_HOW TO COMPLETE THIS TASK_. Pull each line containing "chimney" from the data.

_Dataset items_.
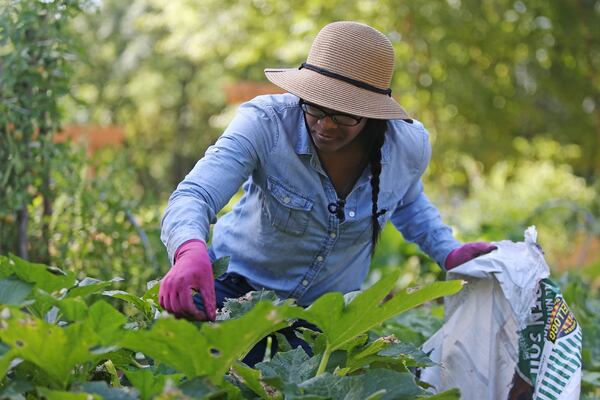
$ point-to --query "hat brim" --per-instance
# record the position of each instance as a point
(336, 94)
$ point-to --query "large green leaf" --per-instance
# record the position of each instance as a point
(289, 368)
(101, 388)
(148, 382)
(14, 290)
(106, 322)
(141, 304)
(341, 323)
(53, 349)
(375, 383)
(210, 350)
(451, 394)
(64, 395)
(252, 378)
(88, 286)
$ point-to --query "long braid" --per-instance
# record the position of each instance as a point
(376, 130)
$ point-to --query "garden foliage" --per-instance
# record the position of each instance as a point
(60, 335)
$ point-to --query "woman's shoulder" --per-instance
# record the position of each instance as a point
(276, 102)
(408, 142)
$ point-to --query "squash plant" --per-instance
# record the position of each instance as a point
(62, 338)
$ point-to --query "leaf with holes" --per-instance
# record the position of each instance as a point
(210, 350)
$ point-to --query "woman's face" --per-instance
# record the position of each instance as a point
(329, 136)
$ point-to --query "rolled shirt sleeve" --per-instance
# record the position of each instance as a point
(419, 220)
(215, 178)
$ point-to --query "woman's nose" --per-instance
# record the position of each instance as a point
(326, 122)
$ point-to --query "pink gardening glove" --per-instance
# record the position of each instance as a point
(192, 270)
(466, 252)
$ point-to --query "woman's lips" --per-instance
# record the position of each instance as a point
(325, 138)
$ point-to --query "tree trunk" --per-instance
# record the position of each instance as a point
(22, 223)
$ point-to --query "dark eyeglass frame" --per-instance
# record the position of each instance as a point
(317, 112)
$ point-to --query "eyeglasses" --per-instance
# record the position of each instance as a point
(319, 113)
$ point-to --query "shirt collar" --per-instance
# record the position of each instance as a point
(302, 145)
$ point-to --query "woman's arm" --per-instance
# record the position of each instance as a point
(193, 206)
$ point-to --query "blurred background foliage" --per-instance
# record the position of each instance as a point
(509, 90)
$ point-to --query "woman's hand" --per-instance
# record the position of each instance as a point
(192, 270)
(467, 252)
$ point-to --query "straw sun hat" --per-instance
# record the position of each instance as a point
(349, 69)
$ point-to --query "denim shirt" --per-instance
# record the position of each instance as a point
(280, 235)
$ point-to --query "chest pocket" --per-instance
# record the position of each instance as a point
(286, 209)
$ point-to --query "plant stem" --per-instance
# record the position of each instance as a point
(324, 360)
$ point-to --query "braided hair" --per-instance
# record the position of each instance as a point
(376, 130)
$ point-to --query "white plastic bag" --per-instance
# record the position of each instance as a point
(510, 324)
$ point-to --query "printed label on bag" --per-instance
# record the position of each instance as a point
(550, 345)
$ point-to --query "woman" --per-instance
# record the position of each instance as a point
(324, 167)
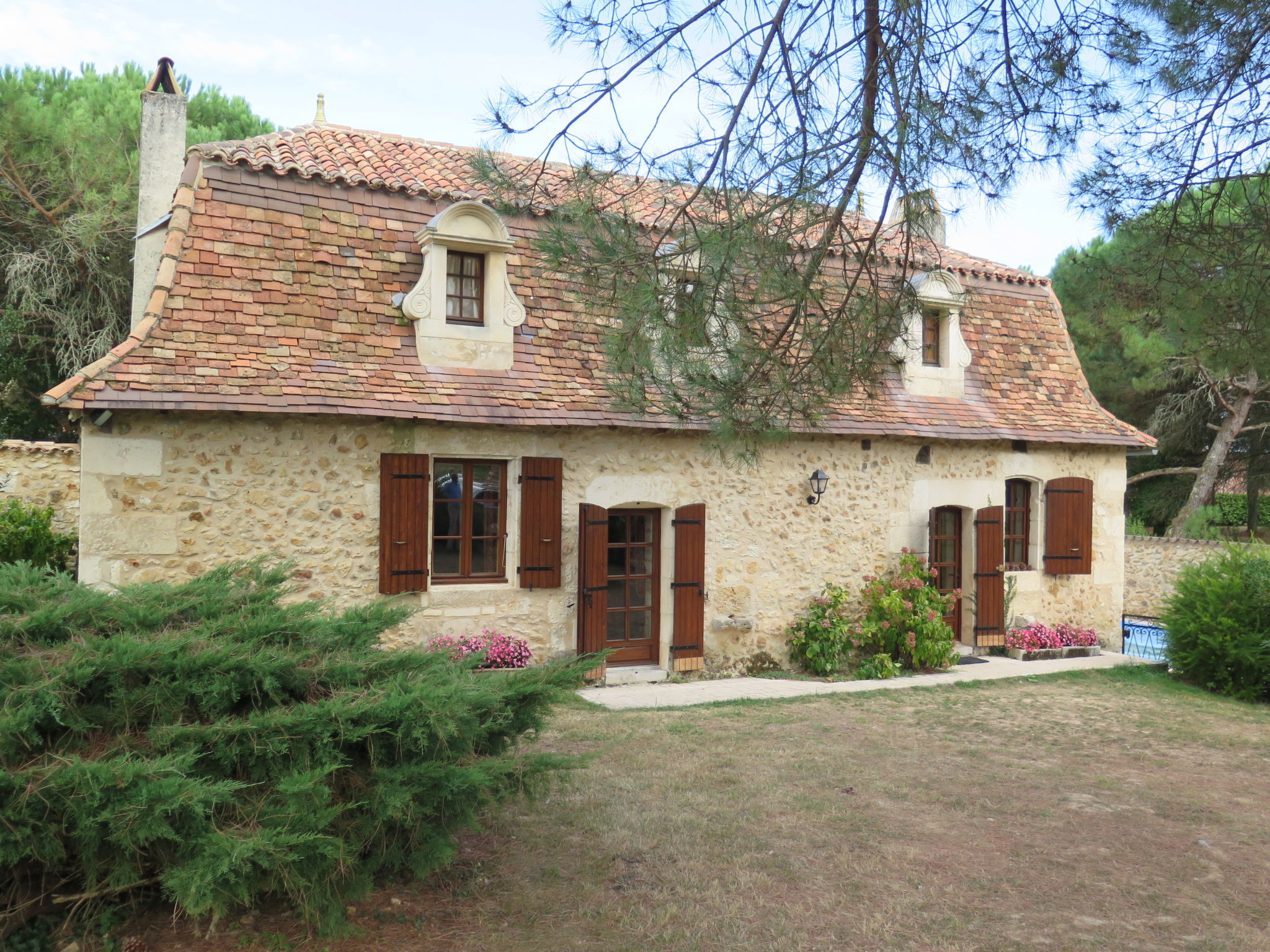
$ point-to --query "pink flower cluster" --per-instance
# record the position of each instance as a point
(1037, 638)
(500, 650)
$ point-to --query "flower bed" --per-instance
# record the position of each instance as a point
(1039, 643)
(500, 650)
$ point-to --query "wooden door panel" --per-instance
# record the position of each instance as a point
(990, 580)
(946, 549)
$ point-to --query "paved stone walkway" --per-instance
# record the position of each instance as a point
(631, 696)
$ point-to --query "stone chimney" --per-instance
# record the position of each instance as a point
(921, 215)
(162, 161)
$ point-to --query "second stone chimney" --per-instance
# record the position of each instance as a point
(921, 215)
(162, 159)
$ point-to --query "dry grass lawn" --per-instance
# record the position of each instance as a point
(1105, 810)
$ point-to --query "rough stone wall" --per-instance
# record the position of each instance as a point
(1151, 566)
(45, 475)
(172, 495)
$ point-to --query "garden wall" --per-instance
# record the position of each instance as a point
(1151, 566)
(42, 474)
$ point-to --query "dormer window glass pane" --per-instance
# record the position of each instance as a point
(465, 287)
(931, 356)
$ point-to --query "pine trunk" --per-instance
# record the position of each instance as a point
(1206, 482)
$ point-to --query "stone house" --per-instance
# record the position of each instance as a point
(349, 358)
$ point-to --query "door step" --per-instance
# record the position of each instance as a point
(636, 674)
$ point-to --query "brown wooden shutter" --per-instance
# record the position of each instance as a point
(990, 582)
(403, 523)
(592, 580)
(1070, 526)
(687, 643)
(541, 483)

_EXERCISE OUTPUT_.
$ point-to --query "stone chimney" --per-instance
$ point-to --query "second stone chimney" --per-instance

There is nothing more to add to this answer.